Plebeia’s RSS is shown in green here. Purple is $RSS - virtual\ shared\ memory$.

Page cache is even more limited in 8GB machine around 5.5GB.


Observation

Performance

We think the difference of the block processing speeds comes mainly from their rates of the disk size growth. Plebeia achieves its lower rate of disk size growth by doing and not doing the followings:

  • Path compression: Plebeia uses compact path name representation to reduce the number of its Patricia tree nodes. Tezos context uses very small set of directory names such as contracts, big_maps, index except the digit and hexdigit directory names. Plebeia replaces these keywords by 4 bytes hashes. For hexdigit (and digit) path names like af23bc8e12..., Plebeia uses its binary representation to halve the encoding size.
  • Lack of pagination information: Plebeia node does not keep the number of the files below it. See the next section for details.

### Point annotation dataset records
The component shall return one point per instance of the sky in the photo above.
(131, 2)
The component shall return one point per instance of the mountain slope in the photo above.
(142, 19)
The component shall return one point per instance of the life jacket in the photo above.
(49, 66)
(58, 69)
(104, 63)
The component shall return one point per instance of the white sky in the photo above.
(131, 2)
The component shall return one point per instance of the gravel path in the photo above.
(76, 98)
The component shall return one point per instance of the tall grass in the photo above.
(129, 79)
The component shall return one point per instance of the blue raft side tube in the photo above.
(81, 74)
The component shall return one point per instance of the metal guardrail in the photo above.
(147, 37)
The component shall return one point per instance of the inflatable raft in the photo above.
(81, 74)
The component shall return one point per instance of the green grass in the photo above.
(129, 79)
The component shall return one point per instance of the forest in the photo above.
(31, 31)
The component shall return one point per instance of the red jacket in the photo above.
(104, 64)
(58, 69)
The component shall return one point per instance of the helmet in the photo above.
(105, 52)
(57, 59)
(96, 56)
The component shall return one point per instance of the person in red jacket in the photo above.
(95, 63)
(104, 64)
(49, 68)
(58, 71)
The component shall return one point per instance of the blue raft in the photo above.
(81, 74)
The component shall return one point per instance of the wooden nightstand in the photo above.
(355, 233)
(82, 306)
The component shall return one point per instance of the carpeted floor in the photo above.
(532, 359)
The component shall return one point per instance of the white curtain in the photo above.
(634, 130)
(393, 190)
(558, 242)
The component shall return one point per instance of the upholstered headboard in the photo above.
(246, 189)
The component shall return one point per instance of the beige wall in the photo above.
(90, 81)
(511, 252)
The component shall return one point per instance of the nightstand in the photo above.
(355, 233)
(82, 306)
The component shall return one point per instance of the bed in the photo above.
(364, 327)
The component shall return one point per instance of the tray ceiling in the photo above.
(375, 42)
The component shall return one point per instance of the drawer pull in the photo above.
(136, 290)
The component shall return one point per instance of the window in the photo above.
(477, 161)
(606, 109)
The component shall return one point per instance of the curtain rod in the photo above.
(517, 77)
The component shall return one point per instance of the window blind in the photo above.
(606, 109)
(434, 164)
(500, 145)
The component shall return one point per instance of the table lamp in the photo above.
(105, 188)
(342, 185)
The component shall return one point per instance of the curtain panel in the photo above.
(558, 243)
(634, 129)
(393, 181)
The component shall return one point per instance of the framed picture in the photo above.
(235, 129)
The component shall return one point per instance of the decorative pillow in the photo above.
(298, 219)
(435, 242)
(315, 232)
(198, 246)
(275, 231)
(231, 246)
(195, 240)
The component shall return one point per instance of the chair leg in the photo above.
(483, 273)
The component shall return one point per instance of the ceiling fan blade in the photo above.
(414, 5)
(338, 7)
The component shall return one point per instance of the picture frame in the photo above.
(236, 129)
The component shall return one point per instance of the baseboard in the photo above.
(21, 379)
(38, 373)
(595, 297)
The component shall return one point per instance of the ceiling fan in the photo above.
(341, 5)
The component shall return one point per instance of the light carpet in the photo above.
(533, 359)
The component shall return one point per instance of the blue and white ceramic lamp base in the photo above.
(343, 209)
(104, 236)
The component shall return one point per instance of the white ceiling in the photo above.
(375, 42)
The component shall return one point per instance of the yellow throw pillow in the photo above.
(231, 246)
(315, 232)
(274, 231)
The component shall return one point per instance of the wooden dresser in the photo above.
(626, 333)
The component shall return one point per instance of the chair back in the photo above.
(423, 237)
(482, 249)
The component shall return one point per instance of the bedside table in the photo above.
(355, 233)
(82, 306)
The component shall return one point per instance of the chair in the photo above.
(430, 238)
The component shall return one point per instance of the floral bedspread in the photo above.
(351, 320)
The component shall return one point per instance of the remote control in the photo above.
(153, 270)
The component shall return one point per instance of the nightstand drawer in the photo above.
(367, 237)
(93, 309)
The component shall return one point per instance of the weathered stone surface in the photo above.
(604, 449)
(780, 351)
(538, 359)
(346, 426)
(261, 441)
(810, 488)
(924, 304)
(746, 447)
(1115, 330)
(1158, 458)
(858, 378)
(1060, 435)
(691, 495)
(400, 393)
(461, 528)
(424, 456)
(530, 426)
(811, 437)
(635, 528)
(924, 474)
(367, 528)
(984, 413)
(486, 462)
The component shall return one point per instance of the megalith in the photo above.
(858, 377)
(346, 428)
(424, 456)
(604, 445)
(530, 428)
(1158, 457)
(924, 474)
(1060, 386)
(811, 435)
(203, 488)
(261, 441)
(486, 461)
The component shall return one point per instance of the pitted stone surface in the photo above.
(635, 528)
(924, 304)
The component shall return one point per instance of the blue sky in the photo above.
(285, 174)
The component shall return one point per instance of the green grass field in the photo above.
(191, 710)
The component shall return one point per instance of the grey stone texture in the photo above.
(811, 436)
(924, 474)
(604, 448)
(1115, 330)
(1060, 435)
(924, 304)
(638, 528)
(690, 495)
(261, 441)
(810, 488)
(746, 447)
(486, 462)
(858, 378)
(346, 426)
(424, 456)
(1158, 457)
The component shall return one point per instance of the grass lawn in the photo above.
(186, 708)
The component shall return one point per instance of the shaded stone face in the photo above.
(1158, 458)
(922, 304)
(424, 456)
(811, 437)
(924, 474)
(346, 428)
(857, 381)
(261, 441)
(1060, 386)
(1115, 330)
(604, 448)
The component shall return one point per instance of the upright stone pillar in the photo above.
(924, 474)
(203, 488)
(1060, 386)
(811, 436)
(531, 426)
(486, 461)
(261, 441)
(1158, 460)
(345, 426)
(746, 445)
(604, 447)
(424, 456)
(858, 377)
---
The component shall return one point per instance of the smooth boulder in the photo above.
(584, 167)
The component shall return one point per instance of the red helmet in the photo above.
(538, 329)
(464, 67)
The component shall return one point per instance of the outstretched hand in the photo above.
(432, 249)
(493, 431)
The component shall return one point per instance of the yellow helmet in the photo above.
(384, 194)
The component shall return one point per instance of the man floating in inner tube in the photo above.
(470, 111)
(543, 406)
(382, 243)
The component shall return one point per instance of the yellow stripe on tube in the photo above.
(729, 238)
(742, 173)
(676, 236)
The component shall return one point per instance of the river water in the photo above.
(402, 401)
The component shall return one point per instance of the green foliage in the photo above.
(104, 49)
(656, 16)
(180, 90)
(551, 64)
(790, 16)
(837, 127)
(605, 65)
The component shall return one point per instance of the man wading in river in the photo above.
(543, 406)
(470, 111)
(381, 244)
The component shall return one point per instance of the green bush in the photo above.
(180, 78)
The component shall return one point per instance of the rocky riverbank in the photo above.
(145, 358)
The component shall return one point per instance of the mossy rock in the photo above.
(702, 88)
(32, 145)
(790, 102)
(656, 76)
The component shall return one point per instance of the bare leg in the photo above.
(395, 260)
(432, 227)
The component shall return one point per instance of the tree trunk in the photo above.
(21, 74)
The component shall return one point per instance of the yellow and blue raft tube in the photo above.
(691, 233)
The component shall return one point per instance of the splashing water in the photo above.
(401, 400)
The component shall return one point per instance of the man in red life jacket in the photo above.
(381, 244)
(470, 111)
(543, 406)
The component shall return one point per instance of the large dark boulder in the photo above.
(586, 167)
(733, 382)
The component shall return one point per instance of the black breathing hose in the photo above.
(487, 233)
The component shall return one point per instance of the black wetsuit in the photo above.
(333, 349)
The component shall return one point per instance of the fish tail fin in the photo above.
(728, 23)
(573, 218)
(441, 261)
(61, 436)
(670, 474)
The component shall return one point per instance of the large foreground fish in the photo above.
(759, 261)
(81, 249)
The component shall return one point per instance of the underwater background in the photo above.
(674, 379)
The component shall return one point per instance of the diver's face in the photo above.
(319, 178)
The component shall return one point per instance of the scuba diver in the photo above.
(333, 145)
==
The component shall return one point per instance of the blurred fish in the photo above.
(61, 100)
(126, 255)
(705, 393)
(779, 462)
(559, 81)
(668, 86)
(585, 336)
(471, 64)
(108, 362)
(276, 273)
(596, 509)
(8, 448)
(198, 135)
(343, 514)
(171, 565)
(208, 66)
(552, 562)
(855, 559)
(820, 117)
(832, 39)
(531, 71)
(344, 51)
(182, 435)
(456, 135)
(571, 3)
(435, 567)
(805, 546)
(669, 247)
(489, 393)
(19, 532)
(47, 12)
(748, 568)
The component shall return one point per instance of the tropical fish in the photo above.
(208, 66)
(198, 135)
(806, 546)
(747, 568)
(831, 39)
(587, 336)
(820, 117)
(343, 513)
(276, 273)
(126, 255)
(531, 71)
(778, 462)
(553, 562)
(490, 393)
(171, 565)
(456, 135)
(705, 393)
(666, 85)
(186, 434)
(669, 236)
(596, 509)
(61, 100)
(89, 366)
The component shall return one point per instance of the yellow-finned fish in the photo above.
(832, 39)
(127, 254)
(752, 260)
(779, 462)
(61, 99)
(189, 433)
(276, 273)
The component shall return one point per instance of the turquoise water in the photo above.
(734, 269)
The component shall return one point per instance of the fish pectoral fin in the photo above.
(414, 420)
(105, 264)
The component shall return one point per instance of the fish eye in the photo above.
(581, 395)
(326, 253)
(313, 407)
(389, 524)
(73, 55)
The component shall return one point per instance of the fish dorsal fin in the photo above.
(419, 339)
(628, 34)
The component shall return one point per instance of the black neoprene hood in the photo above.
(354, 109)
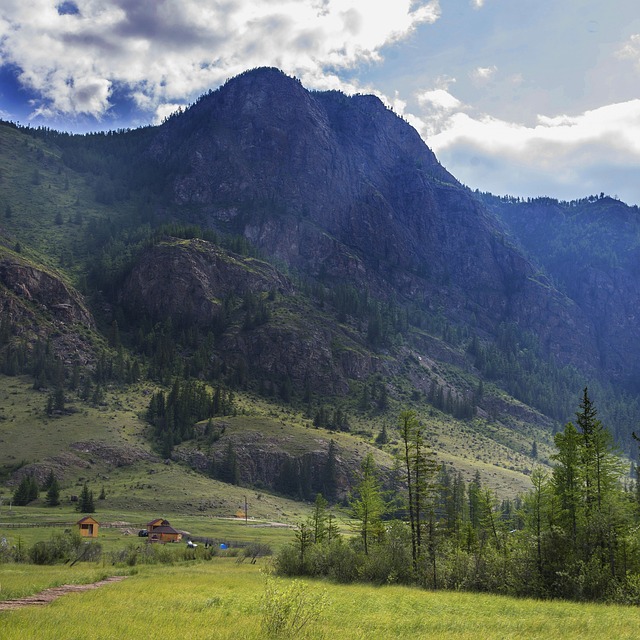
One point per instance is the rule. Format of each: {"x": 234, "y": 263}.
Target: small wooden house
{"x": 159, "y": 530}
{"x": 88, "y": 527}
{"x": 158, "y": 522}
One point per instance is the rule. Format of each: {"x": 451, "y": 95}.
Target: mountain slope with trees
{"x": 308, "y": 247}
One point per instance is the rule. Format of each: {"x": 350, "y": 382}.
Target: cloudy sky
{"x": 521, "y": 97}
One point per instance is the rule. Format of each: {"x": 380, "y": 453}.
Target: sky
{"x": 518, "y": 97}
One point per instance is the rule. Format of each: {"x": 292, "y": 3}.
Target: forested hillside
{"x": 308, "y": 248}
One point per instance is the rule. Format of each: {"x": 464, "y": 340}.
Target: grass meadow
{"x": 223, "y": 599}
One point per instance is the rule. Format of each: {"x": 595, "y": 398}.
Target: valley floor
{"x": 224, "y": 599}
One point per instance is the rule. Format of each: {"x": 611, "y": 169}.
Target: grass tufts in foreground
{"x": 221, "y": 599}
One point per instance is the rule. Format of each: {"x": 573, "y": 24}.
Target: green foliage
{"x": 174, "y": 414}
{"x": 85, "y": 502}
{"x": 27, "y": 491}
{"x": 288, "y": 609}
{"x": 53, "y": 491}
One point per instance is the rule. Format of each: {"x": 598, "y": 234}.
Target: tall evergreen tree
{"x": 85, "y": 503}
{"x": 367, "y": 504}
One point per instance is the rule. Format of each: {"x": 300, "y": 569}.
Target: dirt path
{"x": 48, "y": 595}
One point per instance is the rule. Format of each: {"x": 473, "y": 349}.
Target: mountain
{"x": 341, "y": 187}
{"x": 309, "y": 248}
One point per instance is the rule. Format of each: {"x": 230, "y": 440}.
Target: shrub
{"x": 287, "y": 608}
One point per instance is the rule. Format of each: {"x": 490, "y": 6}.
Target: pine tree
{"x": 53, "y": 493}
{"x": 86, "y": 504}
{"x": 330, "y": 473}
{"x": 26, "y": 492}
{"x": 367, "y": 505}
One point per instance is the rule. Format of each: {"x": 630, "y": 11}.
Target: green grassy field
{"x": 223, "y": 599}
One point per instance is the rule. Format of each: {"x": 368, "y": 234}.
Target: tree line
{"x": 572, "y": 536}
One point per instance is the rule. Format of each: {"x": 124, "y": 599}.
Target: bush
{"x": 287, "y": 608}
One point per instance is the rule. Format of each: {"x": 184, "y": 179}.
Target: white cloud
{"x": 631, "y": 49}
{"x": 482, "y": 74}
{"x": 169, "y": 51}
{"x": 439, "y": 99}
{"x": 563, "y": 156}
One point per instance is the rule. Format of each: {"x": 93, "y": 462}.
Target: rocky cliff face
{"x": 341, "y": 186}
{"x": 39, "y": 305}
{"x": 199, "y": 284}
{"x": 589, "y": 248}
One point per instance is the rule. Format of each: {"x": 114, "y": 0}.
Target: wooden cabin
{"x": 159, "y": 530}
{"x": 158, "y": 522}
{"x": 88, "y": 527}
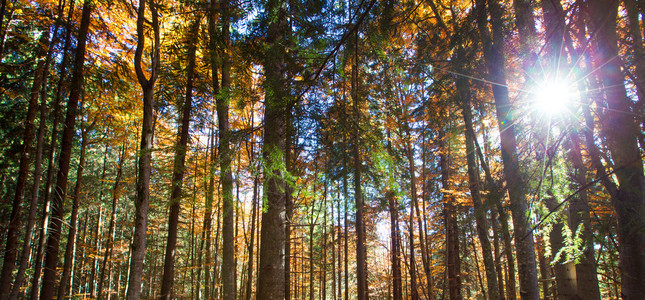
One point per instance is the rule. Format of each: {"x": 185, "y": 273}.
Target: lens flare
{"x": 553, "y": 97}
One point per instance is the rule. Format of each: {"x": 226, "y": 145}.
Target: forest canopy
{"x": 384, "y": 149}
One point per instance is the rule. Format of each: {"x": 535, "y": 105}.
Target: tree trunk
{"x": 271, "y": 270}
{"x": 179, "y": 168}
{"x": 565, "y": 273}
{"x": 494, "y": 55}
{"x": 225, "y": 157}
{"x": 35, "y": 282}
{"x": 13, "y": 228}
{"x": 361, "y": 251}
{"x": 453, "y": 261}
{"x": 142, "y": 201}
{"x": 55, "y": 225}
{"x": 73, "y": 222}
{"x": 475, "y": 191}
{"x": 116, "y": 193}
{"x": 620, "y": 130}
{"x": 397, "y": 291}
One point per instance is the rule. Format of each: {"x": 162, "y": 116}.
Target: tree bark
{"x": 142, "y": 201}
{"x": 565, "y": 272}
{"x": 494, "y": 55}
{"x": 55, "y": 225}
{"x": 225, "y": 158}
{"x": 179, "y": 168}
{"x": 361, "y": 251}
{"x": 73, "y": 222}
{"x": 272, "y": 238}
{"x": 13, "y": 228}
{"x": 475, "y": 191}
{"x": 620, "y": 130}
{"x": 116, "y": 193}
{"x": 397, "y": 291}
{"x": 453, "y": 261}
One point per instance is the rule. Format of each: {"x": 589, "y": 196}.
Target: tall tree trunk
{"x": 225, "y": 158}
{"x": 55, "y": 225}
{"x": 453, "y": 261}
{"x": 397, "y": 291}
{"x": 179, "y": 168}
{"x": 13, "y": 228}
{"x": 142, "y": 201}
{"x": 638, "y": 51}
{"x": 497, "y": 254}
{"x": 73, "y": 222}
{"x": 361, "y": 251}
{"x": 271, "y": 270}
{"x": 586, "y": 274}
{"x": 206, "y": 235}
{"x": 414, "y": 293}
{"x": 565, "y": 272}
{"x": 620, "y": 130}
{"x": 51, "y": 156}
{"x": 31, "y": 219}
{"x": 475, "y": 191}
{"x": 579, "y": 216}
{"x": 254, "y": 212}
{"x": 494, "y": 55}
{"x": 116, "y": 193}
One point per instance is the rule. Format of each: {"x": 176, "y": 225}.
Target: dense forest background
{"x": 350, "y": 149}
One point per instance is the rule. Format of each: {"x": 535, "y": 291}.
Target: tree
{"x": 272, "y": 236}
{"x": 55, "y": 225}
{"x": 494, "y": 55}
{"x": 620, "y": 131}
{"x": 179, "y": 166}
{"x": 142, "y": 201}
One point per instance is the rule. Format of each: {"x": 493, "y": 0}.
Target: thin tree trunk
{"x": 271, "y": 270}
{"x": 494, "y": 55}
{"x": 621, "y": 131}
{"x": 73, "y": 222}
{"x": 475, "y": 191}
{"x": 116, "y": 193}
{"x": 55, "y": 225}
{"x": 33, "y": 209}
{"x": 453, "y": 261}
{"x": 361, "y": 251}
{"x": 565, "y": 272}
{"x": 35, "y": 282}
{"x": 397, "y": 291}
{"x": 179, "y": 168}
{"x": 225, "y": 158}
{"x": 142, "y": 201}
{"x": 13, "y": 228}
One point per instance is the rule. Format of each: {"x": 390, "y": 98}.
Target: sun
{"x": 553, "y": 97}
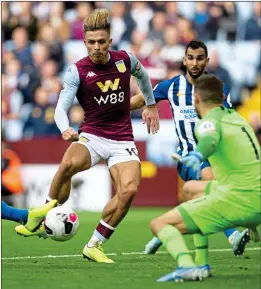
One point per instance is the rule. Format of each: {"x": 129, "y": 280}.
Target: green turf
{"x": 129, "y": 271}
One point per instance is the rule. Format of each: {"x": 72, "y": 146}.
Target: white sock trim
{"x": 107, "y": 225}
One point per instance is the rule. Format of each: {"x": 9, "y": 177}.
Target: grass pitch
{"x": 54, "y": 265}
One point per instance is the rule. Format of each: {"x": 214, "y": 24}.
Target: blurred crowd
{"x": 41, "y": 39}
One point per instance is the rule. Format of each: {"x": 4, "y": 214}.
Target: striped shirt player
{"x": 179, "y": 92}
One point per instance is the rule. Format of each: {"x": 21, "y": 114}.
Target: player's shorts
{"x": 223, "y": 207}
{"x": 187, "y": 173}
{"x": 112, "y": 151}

### To be done
1. Write out the Plebeia text again in full, with no changes.
2. Gather every line of the entries that contains the string "boulder". Case counts.

### The responses
1.
Plebeia’s RSS is shown in green here. Purple is $RSS - virtual\ shared\ memory$.

Page cache is even more limited in 8GB machine around 5.5GB.


Observation

Performance

We think the difference of the block processing speeds comes mainly from their rates of the disk size growth. Plebeia achieves its lower rate of disk size growth by doing and not doing the followings:

  • Path compression: Plebeia uses compact path name representation to reduce the number of its Patricia tree nodes. Tezos context uses very small set of directory names such as contracts, big_maps, index except the digit and hexdigit directory names. Plebeia replaces these keywords by 4 bytes hashes. For hexdigit (and digit) path names like af23bc8e12..., Plebeia uses its binary representation to halve the encoding size.
  • Lack of pagination information: Plebeia node does not keep the number of the files below it. See the next section for details.

2.
The component shall return one point per instance of the smooth boulder in the photo above.
The component shall return one point per instance of the large dark boulder in the photo above.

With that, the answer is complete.